─── EXCERPTED TEXT

A Solution To Reduce Medicare Spending Per Beneficiary For Hospital Systems, ACO’s, Healthcare Plans and Skilled Nursing Facilities

The Community Integration Model

The Community Integration Model


As hospitals continue to make great strides lowering their Readmission rates, they may be taking their “eye off the ball” and getting blind-sighted by the newest CMS penalty, namely the Medicare Spending Per Beneficiary Measure (MSPB).


MSPB is Medicare’s formula to measure financial efficiency and to curb unnecessary over-utilization.  With this new efficiency domain, Medicare is set to compare an individual’s hospital Medicare spending against a risk-adjusted national average during a Medicare-Spending-Episode.


A Medicare-Spending-Episode is the time period that begins 3 days prior to hospitalization, continues during the hospital stay and ends 30 days after discharge.  All Medicare Part A and Part B costs are calculated throughout the spending episode.

──────
─── ENTRIES SUPPLIED

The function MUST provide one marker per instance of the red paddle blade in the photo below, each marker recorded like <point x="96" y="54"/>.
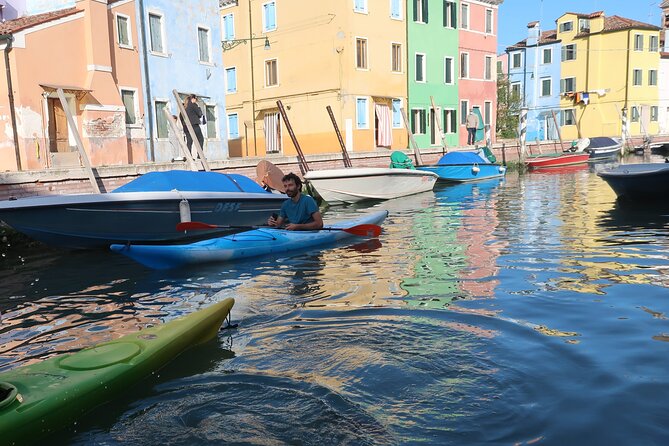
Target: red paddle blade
<point x="194" y="225"/>
<point x="364" y="230"/>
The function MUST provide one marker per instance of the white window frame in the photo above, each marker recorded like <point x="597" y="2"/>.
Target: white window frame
<point x="467" y="66"/>
<point x="464" y="24"/>
<point x="163" y="37"/>
<point x="545" y="51"/>
<point x="135" y="99"/>
<point x="452" y="59"/>
<point x="424" y="68"/>
<point x="209" y="49"/>
<point x="357" y="120"/>
<point x="265" y="29"/>
<point x="129" y="45"/>
<point x="276" y="60"/>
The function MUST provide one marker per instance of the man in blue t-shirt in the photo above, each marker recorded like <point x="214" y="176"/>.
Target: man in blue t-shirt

──────

*TASK BRIEF:*
In the text on Medicare spending per beneficiary, copy the passage from "As hospitals continue" up to and including "Beneficiary Measure (MSPB).".

*EXERCISE ANSWER:*
As hospitals continue to make great strides lowering their Readmission rates, they may be taking their “eye off the ball” and getting blind-sighted by the newest CMS penalty, namely the Medicare Spending Per Beneficiary Measure (MSPB).